BEGIN TEXT EXTRACT
But I digress, I do enjoy hearing about people’s lives and have become a self proclaimed Facebook stalker. Hey don’t judge me, you know you do it too! I prefer reading my friends updates to calling them on the phone sometimes because it just seems less intrusive.
What I do for a living requires me to be on the phone pretty much all day. I love what I do but at the end of the day I sometimes just do not want to see another phone. Sometimes (and yes I know some of you have suspected this and now I’m admitting it in writing no less) I hear the phone ring and simply ignore it because I just don’t feel like talking. Hey, accept it people, sometimes I don’t want to be readily and immediately accessible twenty freaking four hours a day!
But that, as they say, is a topic for another day.
My sister is one of the funniest people I have ever had the privilege to know. She tells stories that have people bent over double laughing with tears pouring from their eyes. I have heard many of these stories more than a few times yet cannot wait to hear her tell them yet again. The girl is gifted. She also happens to be gorgeous and artistic and smart and ambitious and strong willed and … well anyway … she’s a very cool person. She tells stories of things that have happened to her or around her but to my knowledge has never resorted to the proverbial fart jokes. Some of her stories though don’t always put people in the best light but then as I said in the beginning of this, I find that to be incredibly brave.
When I was almost nineteen years old I met this man-child who for the sake of anonymity I will call Scott. Scott was one of those guys that everyone wanted to be friends with. He would walk into the house where we all hung out and people from all over the house would call out his nickname, kind of like Norm from Cheers. He was the center of attention in every room. I was the silly redheaded girl worshipping from the other side of the pool table and nursing my Yago Sangria. (don’t ask I wasn’t a beer drinker)
END TEXT EXTRACT
BEGIN RECORD SET
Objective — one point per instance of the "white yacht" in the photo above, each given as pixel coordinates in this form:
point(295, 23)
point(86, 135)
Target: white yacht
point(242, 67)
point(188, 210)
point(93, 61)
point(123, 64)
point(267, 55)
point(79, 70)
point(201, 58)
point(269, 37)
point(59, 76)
END RECORD SET
TASKS TO CARRY OUT:
(1) Answer these questions on the blog excerpt:
(a) What does the writer call themself when it comes to Facebook?
(b) What drink was the writer nursing across the pool table?
(c) Which character from Cheers is Scott's greeting compared to?
(2) Please print the blog excerpt from "What I do for" up to and including "for another day.".
The material is not needed.

FINAL ANSWERS:
(1)
(a) A self proclaimed Facebook stalker
(b) Yago Sangria
(c) Norm

(2)
What I do for a living requires me to be on the phone pretty much all day. I love what I do but at the end of the day I sometimes just do not want to see another phone. Sometimes (and yes I know some of you have suspected this and now I’m admitting it in writing no less) I hear the phone ring and simply ignore it because I just don’t feel like talking. Hey, accept it people, sometimes I don’t want to be readily and immediately accessible twenty freaking four hours a day!
But that, as they say, is a topic for another day.